>> start Input rows

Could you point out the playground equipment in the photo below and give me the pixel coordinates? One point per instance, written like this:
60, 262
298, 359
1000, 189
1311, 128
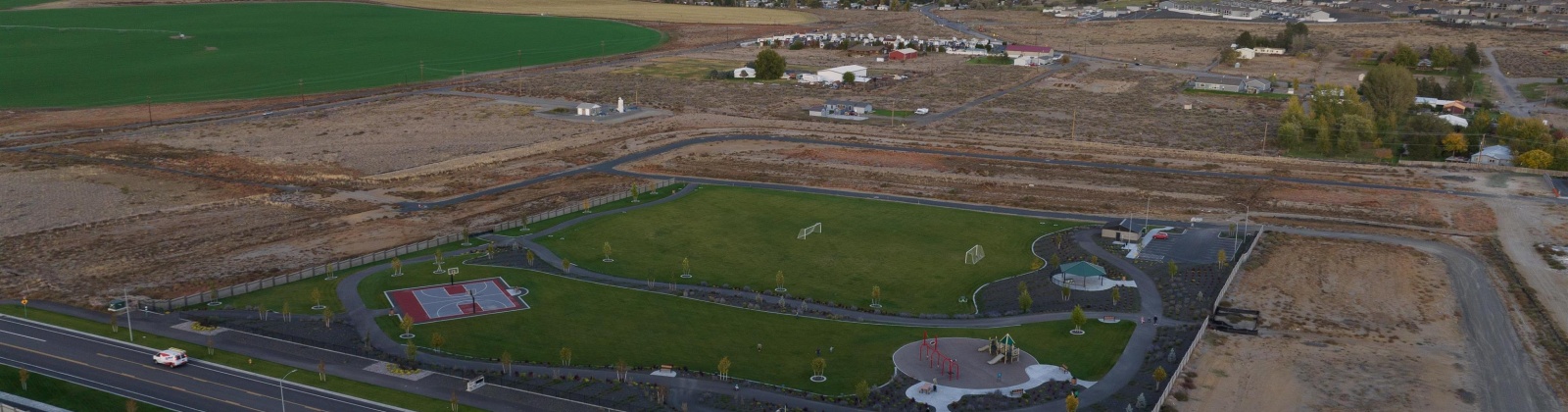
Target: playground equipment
1005, 349
937, 359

>> end Input rows

Swap every "playground equipment" in the data for "play structures", keeping everything else the same, and omit the pictures from your answer.

> [Answer below]:
Could you point out the play structures in the photo below and give me the pixel coordinates? One point per instance, written like this:
60, 262
298, 359
1000, 189
1311, 128
Target: play structures
1005, 349
937, 359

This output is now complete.